>>>

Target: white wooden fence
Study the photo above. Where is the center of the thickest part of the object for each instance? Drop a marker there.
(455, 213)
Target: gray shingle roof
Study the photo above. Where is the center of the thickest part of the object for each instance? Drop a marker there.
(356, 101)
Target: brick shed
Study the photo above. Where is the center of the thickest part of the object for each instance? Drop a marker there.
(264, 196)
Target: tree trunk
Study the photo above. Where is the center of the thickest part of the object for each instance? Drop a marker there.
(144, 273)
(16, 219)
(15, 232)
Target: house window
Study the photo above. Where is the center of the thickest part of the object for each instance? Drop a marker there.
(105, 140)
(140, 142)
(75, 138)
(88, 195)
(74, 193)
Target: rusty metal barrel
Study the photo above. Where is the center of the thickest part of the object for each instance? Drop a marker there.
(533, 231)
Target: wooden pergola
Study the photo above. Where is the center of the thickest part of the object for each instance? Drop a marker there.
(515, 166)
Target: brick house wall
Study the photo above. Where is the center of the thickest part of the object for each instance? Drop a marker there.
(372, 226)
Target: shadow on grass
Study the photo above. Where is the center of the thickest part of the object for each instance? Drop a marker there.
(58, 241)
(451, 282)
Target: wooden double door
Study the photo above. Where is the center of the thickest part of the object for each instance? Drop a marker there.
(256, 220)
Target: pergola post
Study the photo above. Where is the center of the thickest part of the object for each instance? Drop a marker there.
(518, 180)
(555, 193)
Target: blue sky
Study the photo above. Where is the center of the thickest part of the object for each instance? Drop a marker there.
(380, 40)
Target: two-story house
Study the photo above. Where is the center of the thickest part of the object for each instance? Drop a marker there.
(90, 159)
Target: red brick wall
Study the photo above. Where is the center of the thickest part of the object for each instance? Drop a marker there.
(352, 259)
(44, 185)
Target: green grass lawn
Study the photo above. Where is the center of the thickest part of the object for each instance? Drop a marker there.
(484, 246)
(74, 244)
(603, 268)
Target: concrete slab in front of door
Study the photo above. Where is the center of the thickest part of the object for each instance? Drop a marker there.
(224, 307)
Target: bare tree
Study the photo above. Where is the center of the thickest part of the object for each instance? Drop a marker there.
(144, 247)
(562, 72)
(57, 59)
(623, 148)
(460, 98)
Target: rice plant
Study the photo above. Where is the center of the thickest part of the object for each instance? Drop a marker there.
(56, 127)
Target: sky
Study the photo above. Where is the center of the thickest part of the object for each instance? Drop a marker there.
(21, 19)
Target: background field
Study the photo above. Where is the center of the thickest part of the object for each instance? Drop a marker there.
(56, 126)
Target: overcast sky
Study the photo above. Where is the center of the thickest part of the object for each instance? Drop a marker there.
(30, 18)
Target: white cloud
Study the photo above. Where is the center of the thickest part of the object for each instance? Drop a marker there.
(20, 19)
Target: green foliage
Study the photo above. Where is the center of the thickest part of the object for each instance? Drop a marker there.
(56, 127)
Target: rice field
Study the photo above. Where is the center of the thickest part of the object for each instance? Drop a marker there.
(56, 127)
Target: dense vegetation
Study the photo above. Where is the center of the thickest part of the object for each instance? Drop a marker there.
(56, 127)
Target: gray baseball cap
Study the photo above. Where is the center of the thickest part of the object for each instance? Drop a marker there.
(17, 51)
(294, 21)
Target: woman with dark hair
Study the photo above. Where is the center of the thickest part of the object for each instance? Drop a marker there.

<<<

▸ Stated problem:
Copy exactly, and only, the lines from the one containing "Target: concrete slab in front of door" through the last line of the listing.

▸ Solution to this task:
Target: concrete slab in front of door
Study the photo above. Where is the center of the thickest part of the object for each instance? Drop a marker there.
(224, 307)
Target: bare tree
Study the photo above. Where is the center of the thickest part of the object for each instance? Drop a marker there.
(144, 247)
(562, 72)
(57, 59)
(623, 148)
(460, 98)
Target: rice plant
Study the photo above. Where is the center of the thickest part of the object for each instance? Drop a marker there.
(56, 127)
Target: sky
Study the photo above. Where is the center of the thickest part of the object for each instance? Drop a marker there.
(21, 19)
Target: background field
Study the photo above. Where is the center of the thickest part of the object for each instance? Drop a marker there.
(56, 126)
Target: overcast sky
Study the photo above. Where is the center of the thickest part of the object for each instance? Drop a marker there.
(30, 18)
Target: white cloud
Study the photo above. Where is the center of the thickest part of the object for each instance? Drop a marker there.
(20, 19)
Target: green foliage
Study the photo above. Where is the center of the thickest part of the object for each instance? Drop a marker there.
(56, 127)
Target: rice field
Study the photo above. Where is the center of the thickest part of the object for each instance? Drop a marker there.
(56, 127)
Target: dense vegetation
Study the photo above. Where is the center of the thickest part of the object for each instance? Drop a marker there.
(56, 127)
Target: gray baseball cap
Study the photo above. Where is the center of the thickest part of the object for each instance? Drop a marker there.
(17, 51)
(294, 21)
Target: woman with dark hair
Study the photo above. Where is the center of the thickest part of the object for each instance? Drop a marker there.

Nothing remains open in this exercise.